# Task
Reproduce the lines of the listing from the line holding "Would you mind indicating the couple" through the line holding "(576, 1129)", inclusive, replacing "evergreen tree" with "conifer" and leaving everything else unchanged.

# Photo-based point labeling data
***

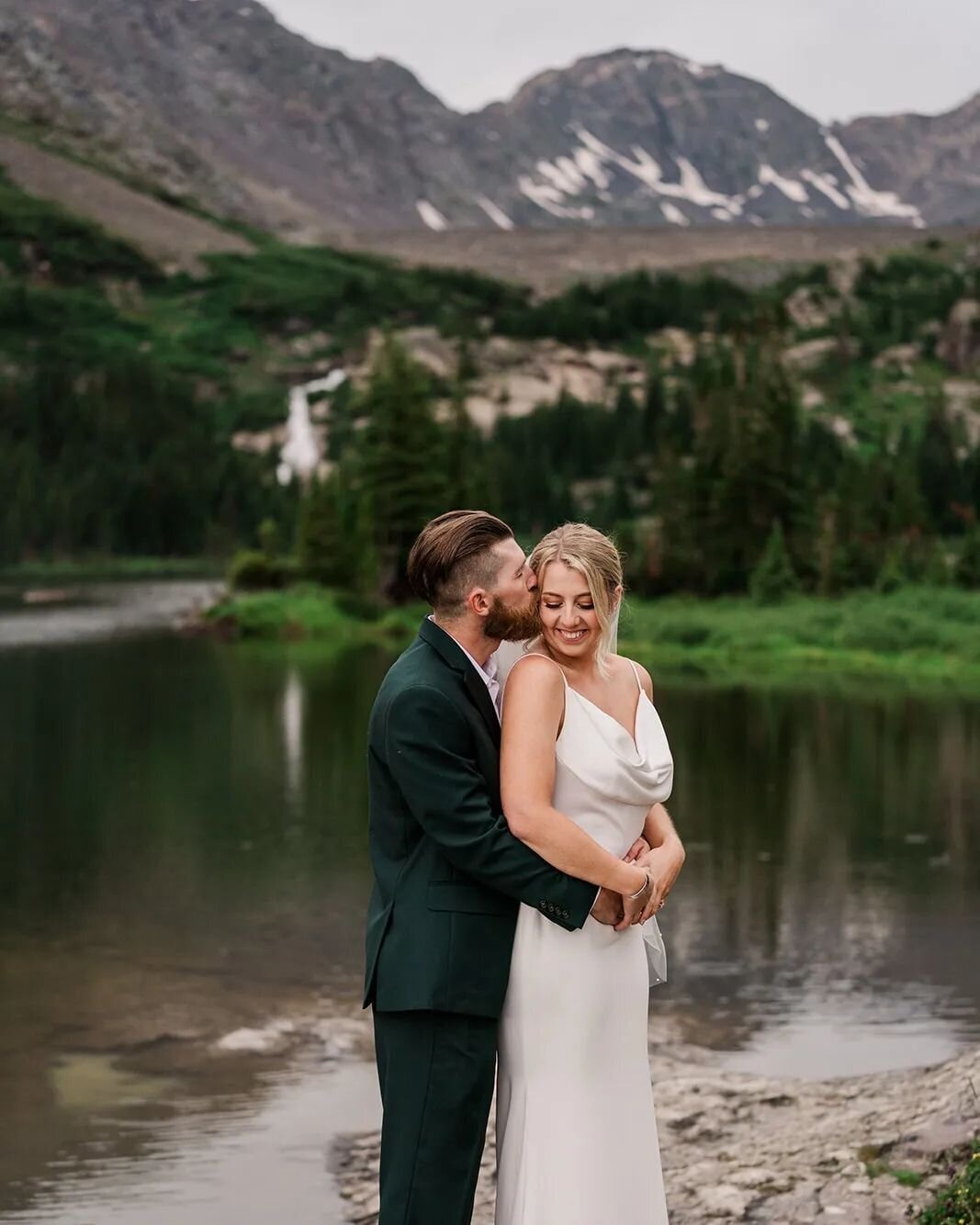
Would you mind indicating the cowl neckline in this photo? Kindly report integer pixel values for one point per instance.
(598, 750)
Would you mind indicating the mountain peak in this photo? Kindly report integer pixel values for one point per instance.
(216, 102)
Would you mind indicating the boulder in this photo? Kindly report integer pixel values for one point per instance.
(959, 343)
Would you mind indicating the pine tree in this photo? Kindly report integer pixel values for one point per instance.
(773, 579)
(325, 544)
(893, 573)
(968, 564)
(400, 463)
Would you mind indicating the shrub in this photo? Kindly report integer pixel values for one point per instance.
(968, 565)
(958, 1203)
(253, 571)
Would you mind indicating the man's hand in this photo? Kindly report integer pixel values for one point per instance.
(639, 848)
(608, 908)
(664, 864)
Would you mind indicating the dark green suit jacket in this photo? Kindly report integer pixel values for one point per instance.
(448, 873)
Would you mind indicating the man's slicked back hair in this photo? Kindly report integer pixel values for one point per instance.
(452, 555)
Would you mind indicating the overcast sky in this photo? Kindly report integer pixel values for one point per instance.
(833, 58)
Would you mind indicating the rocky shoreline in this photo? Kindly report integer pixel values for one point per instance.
(746, 1148)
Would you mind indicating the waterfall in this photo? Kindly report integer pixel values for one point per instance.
(301, 452)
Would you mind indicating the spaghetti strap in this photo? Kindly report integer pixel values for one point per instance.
(539, 655)
(568, 686)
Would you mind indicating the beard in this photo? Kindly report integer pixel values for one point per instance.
(513, 624)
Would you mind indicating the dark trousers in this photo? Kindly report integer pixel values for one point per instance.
(436, 1074)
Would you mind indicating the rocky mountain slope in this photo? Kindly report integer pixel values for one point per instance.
(215, 102)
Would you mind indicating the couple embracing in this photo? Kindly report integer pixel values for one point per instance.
(517, 848)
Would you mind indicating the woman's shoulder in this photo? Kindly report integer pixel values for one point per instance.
(538, 667)
(630, 669)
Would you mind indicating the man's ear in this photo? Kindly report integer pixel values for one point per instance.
(478, 601)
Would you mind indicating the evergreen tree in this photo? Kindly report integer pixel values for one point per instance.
(773, 579)
(400, 463)
(654, 413)
(968, 564)
(893, 573)
(325, 534)
(940, 476)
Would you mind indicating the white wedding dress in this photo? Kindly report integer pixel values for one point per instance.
(576, 1127)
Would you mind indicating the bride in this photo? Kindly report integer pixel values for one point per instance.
(576, 1129)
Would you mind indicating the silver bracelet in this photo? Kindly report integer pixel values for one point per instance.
(642, 890)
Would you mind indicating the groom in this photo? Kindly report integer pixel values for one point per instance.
(448, 873)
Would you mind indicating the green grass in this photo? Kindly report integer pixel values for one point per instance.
(958, 1203)
(309, 612)
(918, 637)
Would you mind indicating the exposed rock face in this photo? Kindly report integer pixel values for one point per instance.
(217, 102)
(932, 162)
(749, 1149)
(959, 343)
(516, 376)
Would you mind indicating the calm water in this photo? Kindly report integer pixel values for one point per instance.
(183, 853)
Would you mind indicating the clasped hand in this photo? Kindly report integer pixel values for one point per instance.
(663, 864)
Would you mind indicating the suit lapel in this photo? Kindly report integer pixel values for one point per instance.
(480, 695)
(452, 653)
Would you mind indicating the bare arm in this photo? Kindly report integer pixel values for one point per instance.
(658, 828)
(667, 854)
(532, 717)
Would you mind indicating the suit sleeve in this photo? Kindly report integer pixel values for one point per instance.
(429, 752)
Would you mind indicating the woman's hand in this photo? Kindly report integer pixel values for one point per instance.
(641, 847)
(634, 906)
(664, 864)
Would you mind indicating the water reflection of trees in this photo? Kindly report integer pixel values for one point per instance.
(836, 844)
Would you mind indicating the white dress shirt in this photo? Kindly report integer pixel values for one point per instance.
(489, 673)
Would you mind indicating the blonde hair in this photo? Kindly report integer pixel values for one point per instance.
(597, 558)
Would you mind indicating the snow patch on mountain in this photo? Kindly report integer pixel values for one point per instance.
(672, 213)
(432, 216)
(827, 184)
(496, 215)
(790, 187)
(866, 198)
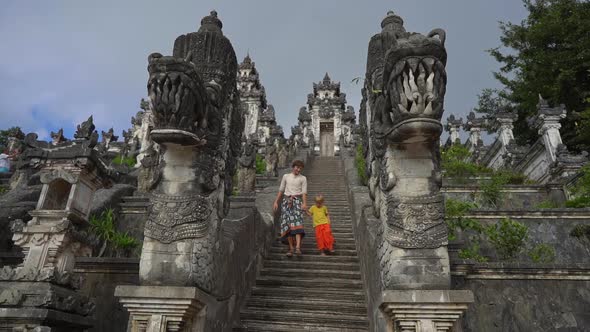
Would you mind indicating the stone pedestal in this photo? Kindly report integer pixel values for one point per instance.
(425, 310)
(41, 306)
(163, 308)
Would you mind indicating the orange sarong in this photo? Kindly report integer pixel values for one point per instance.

***

# The solution
Would you mind indicating the couple embracing in this photo? Kindly report integer pixel values for one point per instance.
(517, 848)
Would you mind indicating the woman's shoulder in this photo? Kindly report integer pixel values for one point per instance.
(538, 667)
(630, 669)
Would you mind indicating the man's ear in this photo? Kindly report integer pixel values for one point per instance.
(478, 601)
Would you mind indicating the conifer in this photo? Kindly report integer pixel values for one point per instance.
(773, 579)
(400, 463)
(654, 413)
(968, 564)
(893, 573)
(325, 534)
(940, 476)
Would you mind indicating the white wedding dress in this photo? Kindly report integer pixel values for one point per instance.
(576, 1127)
Would you mind indicating the bride in this photo? Kindly report integer pixel values for one point per instance.
(576, 1129)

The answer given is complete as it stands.